* Page extract

·····

Breakfast is always the same. Porridge, yoghurt, two types of bread rolls, toast (not particularly popular), cheese (looks a bit synthetic), paw paw (yum), melon, pineapple, tea or coffee. I manage to eat the same thing each day so why have too many choices. There seems to be very little waste.

I sat in ‘current’ again this morning. I was seated by 7.30am and had my eyes closed by 7.35am after settling in with my two pillows, thongs off, and water bottle near by. We finished by 11.00am, but it felt a whole lot longer because my butt began to ache about the 45 minute mark. It’s an interesting exercise in discipline to deal with physical pain while at the same time keeping focus on what I’m there to do. It’s helpful when the current room leader, the person who from time to time during the hours we sit there, engages in a dialogue, usually about matters spiritual, tells us at what stage proceedings have reached. From this you get a sense of how long you might have to go.

I don’t know if it was the threatening hand of the medical establishment that’s caused the change, but what used to be called ‘surgery’ is now called ‘intervention’. Although some interventions are done on a physical level, for example with the use of a scalpel to make an incision and stitches to sew up the incision, most work is done at the spirit level.

This afternoon I joined one of the ‘lines’ (more about lines in a future blog) to go before Medium Joao who had incorporated an entity, the identity of which I know not. (I did ask a translator when in the line who was the incorporated entity but he did not know.) As a preface to going in line and in order for your particular problem to be understood it is necessary to attend a translator who will write on a piece of paper in Portuguese the issue you want attended to by the incorporated entity. You take this piece of paper with you and when you are before the Medium what is on your piece of paper is read in Portuguese to the Medium. I had references to both my cancers written on the paper I had in hand. When this was read out I was directed to attend tomorrow morning (Friday) for an intervention. One significant reason for this is that the entity who occupied the Medium today was not ‘qualified’ to do the work needed to be done and there was knowledge that the entity who would be attending at 8.00am tomorrow would be qualified. I suppose it’s not dissimilar to the division of labour in Western medicine where you have specialists who do surgery and those who don’t. Also, at the Casa there are protocols to be followed much the same as in a public hospital where protocols are put in place for good reason.

Post intervention has its own set of protocols: I take herbal supplements prescribed and supplied (at a cost); I have to stay in my room in bed resting for 24 hours (pousada staff will bring me my meals in that 24 hours); I’m not permitted to socialise with other pousada guests in that 24 hour period; I’m not to lift anything heavy; and I’m not permitted back at the Casa in the 24 hour period.

I’ll let you know in a future blog how it all went, but that post will not take place until the 24 hour period has expired.

Some of you readers might be asking how much does this cost. The answer is that there is no cost for almost everything at the Casa. The exceptions are the herbs, bottled water, and crystal bath/bed. (More about crystal bath/bed in a later blog.) The other important point is freedom of choice: that is, I don’t have to attend for an intervention tomorrow morning if I choose not to. But this would defeat the purpose of me being here in Abadiania. It would be like booking into a public hospital for surgery, attending the hospital, going through pre-op procedures, and then deciding not to go ahead with whatever was planned.

As I pointed out earlier, belief is an important part of the processes here as it is with Western medicine. If you go to your Western doctor who prescribes a particular remedy for your presenting condition and you walk away saying to yourself, “This is a lot of crap. This won’t work”, chances are it won’t work, or it will be less efficacious than it might otherwise be. What we know as the ‘placebo effect’ is a good example of belief at work. A person takes, for example, a pill which they believe will do ‘X’ when the pill is inert and not designed to do ‘X’, but they still get the same benefit as they would have got had they actually taken the pill that was designed to get an ‘X’ result. While here in Abadiania I’m re-reading Bruce Lipton’s book ‘The Biology of Belief’ where the case is made about beliefs having an impact on us at a cellular level. Fascinating stuff, for me at least. It’s been many years now that I put on hold the left-brain, lawyer way of thinking that would have been an impediment to me getting the full benefit of what I’ve chosen to embrace as part of my own healing.

·····

* Your goal
Rewrite the blog entry starting with "I don’t know" and going on through "the spirit level.", swapping "scalpel" for "surgical knife".

* Supplied entries
·····

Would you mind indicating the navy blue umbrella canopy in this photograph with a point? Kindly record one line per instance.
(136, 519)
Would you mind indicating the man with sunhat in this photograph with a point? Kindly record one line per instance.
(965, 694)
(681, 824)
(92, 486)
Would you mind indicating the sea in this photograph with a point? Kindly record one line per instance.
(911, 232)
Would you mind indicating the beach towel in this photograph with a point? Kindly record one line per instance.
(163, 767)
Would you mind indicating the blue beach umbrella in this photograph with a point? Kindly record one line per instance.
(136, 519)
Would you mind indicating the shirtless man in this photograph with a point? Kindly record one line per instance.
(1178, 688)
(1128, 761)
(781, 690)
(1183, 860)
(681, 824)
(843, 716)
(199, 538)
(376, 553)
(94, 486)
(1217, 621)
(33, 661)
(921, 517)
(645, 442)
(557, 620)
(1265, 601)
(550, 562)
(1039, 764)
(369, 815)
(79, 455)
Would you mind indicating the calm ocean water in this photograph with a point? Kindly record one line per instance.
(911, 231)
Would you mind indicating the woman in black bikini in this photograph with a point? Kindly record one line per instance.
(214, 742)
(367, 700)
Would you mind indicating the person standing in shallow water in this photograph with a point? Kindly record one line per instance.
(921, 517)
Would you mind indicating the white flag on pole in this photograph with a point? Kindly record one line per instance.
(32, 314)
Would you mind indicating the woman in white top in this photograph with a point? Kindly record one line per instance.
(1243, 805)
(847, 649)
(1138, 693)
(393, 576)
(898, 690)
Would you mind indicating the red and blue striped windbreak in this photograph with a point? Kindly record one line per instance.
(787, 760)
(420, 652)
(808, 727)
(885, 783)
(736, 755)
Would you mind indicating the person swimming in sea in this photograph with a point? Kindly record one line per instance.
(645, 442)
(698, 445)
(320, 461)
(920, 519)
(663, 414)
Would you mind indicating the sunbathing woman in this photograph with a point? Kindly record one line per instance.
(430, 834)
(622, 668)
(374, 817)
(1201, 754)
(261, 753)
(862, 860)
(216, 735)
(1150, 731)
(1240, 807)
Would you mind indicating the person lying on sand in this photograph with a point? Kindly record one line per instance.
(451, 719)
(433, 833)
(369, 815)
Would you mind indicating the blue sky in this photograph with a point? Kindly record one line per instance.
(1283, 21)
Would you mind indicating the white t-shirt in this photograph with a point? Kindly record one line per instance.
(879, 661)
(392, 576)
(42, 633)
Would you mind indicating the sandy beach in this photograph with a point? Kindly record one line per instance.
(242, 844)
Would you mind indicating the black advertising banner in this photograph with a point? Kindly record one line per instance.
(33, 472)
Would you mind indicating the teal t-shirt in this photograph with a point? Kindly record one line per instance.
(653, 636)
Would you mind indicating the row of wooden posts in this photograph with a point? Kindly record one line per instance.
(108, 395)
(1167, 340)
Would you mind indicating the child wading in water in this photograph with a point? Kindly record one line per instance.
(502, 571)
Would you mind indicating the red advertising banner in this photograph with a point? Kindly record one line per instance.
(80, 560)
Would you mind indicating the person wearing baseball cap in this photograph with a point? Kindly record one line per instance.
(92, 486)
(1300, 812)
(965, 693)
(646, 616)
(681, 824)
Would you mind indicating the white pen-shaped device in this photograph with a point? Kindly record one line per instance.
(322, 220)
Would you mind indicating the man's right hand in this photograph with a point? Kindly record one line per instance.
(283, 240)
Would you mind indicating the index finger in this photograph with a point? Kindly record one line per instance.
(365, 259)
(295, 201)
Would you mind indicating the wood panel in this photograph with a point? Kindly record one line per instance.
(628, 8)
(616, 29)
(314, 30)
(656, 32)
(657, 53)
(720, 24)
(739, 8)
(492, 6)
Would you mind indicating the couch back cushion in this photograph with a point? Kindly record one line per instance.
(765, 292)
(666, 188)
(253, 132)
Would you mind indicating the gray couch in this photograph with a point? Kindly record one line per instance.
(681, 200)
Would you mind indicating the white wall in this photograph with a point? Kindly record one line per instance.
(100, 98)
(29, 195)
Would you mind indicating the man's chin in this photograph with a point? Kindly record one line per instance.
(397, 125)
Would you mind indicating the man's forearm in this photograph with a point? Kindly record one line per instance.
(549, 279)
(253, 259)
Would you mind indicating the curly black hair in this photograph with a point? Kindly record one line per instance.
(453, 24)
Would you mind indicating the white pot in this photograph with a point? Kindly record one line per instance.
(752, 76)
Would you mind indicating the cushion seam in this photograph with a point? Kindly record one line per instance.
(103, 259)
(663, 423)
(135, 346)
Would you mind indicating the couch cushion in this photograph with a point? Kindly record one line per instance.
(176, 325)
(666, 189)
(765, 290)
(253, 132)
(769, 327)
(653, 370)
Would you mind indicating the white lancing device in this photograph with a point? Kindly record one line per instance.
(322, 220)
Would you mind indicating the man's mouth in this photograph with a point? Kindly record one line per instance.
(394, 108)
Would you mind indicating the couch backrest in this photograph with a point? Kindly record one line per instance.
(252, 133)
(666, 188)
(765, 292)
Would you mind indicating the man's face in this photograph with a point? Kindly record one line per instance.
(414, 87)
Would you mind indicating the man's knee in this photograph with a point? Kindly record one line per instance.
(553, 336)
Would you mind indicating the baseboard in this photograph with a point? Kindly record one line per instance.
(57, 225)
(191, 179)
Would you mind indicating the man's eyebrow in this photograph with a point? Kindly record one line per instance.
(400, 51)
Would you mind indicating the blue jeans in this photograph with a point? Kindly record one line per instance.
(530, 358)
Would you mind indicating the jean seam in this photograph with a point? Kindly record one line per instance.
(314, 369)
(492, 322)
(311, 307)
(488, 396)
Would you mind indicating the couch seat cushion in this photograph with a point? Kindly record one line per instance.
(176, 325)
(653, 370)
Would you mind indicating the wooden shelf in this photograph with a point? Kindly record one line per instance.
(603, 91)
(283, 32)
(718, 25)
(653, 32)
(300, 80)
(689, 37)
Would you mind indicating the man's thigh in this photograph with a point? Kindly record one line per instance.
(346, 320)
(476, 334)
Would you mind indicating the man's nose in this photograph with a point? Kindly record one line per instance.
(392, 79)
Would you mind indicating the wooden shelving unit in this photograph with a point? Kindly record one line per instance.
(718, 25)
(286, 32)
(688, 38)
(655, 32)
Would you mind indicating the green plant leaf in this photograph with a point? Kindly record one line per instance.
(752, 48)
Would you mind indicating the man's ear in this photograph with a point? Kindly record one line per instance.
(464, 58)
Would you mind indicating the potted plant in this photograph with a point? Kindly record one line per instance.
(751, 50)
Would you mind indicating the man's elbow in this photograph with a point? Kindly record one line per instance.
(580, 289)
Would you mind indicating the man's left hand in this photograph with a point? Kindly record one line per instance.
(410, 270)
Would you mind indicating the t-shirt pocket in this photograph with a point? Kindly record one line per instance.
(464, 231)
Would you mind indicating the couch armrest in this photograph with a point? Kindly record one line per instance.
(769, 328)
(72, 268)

·····

* Exercise result
I don’t know if it was the threatening hand of the medical establishment that’s caused the change, but what used to be called ‘surgery’ is now called ‘intervention’. Although some interventions are done on a physical level, for example with the use of a surgical knife to make an incision and stitches to sew up the incision, most work is done at the spirit level.